**PROBLEM STATEMENT:** Skip the pictures. Reproduce all other material exactly.

**ENTRIES PROVIDED:**
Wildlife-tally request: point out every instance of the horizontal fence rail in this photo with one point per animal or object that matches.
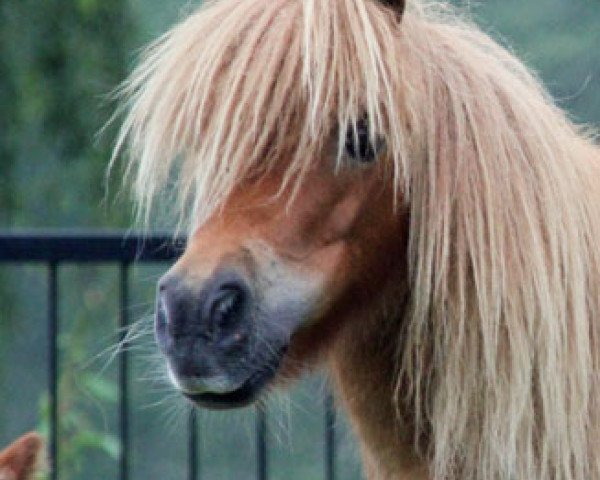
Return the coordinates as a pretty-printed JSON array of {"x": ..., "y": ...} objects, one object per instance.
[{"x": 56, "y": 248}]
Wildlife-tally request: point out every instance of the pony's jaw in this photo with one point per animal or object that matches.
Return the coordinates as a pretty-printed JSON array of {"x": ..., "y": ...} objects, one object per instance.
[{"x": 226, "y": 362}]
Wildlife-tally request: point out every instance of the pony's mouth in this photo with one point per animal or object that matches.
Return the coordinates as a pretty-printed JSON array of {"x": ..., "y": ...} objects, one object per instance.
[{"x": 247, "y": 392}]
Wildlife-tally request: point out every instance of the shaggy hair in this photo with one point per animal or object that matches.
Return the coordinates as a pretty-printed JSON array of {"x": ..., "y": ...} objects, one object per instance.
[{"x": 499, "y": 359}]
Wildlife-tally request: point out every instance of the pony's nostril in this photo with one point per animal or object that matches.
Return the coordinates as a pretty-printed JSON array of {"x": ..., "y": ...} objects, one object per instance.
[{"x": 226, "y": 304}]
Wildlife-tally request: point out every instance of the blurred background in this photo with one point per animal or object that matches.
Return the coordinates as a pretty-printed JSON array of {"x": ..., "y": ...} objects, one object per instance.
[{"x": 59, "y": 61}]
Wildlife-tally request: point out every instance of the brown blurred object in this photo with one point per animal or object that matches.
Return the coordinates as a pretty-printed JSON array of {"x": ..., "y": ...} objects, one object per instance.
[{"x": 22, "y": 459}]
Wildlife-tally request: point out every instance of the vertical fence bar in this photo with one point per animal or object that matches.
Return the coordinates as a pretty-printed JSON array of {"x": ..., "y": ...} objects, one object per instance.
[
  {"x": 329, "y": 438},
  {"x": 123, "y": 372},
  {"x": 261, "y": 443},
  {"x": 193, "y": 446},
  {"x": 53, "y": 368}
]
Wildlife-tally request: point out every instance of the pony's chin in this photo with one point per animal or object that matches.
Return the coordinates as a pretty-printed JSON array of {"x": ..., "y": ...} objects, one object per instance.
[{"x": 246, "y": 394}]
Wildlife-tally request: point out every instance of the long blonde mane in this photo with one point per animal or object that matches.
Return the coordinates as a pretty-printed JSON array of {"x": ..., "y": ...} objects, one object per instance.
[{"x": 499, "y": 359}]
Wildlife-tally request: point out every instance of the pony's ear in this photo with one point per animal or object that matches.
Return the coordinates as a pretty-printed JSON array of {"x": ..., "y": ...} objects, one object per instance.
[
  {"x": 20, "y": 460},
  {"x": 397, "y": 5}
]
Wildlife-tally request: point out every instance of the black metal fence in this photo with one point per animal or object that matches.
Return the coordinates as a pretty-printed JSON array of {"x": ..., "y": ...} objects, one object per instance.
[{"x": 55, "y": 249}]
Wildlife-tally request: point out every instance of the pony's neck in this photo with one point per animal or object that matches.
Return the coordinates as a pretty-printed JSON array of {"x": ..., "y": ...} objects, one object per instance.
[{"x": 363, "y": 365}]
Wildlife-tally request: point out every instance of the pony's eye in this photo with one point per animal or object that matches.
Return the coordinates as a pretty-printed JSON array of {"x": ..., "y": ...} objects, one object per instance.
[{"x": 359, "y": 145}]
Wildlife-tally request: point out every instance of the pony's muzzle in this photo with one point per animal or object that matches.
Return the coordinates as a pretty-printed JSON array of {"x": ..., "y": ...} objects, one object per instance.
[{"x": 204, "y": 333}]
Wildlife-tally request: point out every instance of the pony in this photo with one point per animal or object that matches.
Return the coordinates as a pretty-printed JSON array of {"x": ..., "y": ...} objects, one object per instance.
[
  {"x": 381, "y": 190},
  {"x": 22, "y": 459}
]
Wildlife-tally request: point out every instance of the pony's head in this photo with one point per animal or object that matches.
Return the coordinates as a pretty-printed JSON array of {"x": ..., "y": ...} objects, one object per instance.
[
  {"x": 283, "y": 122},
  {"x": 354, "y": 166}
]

**SOLUTION FOR THIS TASK:**
Wildlife-tally request: point out every instance of the horizontal fence rail in this photo with one point per animal or object that matches.
Return the coordinates as a pretty-printed JSON array of {"x": ..., "y": ...} objects, one object per instance.
[{"x": 56, "y": 248}]
Wildlife-tally request: point out every instance of the pony's jaw in this photo with one point per animal or object that matches.
Return the coordinates as a pretty-printed JSON array of {"x": ..., "y": ...} objects, one object per instance.
[{"x": 226, "y": 362}]
Wildlife-tally request: point out every instance of the pony's mouth in this photo with one point per animal or object that matches.
Return the coordinates as a pretty-printed JSON array of {"x": ..., "y": ...} objects, one object per instance.
[{"x": 247, "y": 392}]
Wildlife-tally request: point out every instance of the shaggy hair in this photo with one point per animal or object that matches.
Return the coordinates as a pretty-printed JSON array of {"x": ..., "y": ...} objects, one object per instance.
[{"x": 499, "y": 359}]
Wildlife-tally request: point out every instance of the pony's nostril in this photo with one point per animal or object that matches.
Return the coordinates as a pretty-printed JSON array of {"x": ..., "y": ...} objects, one object per instance.
[{"x": 226, "y": 304}]
Wildlife-tally request: point out every instance of the blurred background in this photo with one point per animal or object that matches.
Return the coordinates as a pretty-printed JSON array of {"x": ..., "y": ...} objects, one object per instance.
[{"x": 59, "y": 61}]
Wildlife-tally request: point out every instance of the brown blurred object in this photo with one point per animal or object that matches.
Return the coordinates as a pretty-printed JSON array of {"x": ..., "y": ...} objects, one object per instance.
[{"x": 22, "y": 459}]
Wildlife-tally request: point out every instance of the vertical fence bar in this photo with one point per animal or object that matches.
Return the coordinates as a pretty-printed JSON array of {"x": ..., "y": ...} objects, one object per instance.
[
  {"x": 329, "y": 438},
  {"x": 123, "y": 372},
  {"x": 261, "y": 443},
  {"x": 193, "y": 446},
  {"x": 53, "y": 368}
]
Wildlife-tally request: point out every instance of the pony's chin in this photo with one point per animal or object that matches.
Return the coordinates as a pretty-printed JSON array of {"x": ..., "y": ...} objects, one object per instance.
[{"x": 246, "y": 394}]
Wildlife-tally request: point out every instance of the long blonde mane in this photo with one point per animal or object that matches.
Return the coordinates as a pretty-printed JSON array of {"x": ..., "y": ...} objects, one object per instance.
[{"x": 499, "y": 359}]
Wildlife-tally request: point out every instance of the pony's ear in this photo with one point per animal or object that matches.
Return the coordinates as a pretty-printed JSON array of {"x": ..., "y": ...} objects, one object per instance.
[
  {"x": 20, "y": 460},
  {"x": 397, "y": 5}
]
Wildlife-tally request: point out every instance of the black metal fence in this photo with one point per animal or object that matches.
Return the coordinates as a pretty-printed JSON array of {"x": ..., "y": ...} objects, one object per instance.
[{"x": 55, "y": 249}]
Wildlife-tally request: point out every instance of the pony's neck in this photo with one point per animal or object that matches.
Return the coordinates as a pretty-printed JSON array of {"x": ..., "y": ...} objects, one object per instance.
[{"x": 363, "y": 365}]
Wildlife-tally request: point out every instance of the pony's eye in this photo with one point per animal or object that matches.
Return the coordinates as a pretty-printed JSON array of {"x": ..., "y": ...} objects, one object per instance.
[{"x": 359, "y": 145}]
Wildlife-tally request: point out every instance of the pony's muzzle in this photo with one point per animal or object that matches.
Return the coordinates as a pretty-printed JSON array of {"x": ..., "y": ...} objects, one object per instance.
[{"x": 204, "y": 333}]
Wildlife-tally request: point out every instance of the pony in this photo with one point per animal or object that matches.
Return the coordinates as a pretty-printed JSON array of {"x": ..., "y": ...} objects, one object per instance.
[
  {"x": 381, "y": 190},
  {"x": 22, "y": 459}
]
Wildlife-tally request: point out every instance of the pony's head in this photo with one point per animal or object that matches.
Return the coordinates as a pretty-printed JSON array of {"x": ..., "y": ...} objects, one object per instance.
[
  {"x": 283, "y": 122},
  {"x": 354, "y": 166}
]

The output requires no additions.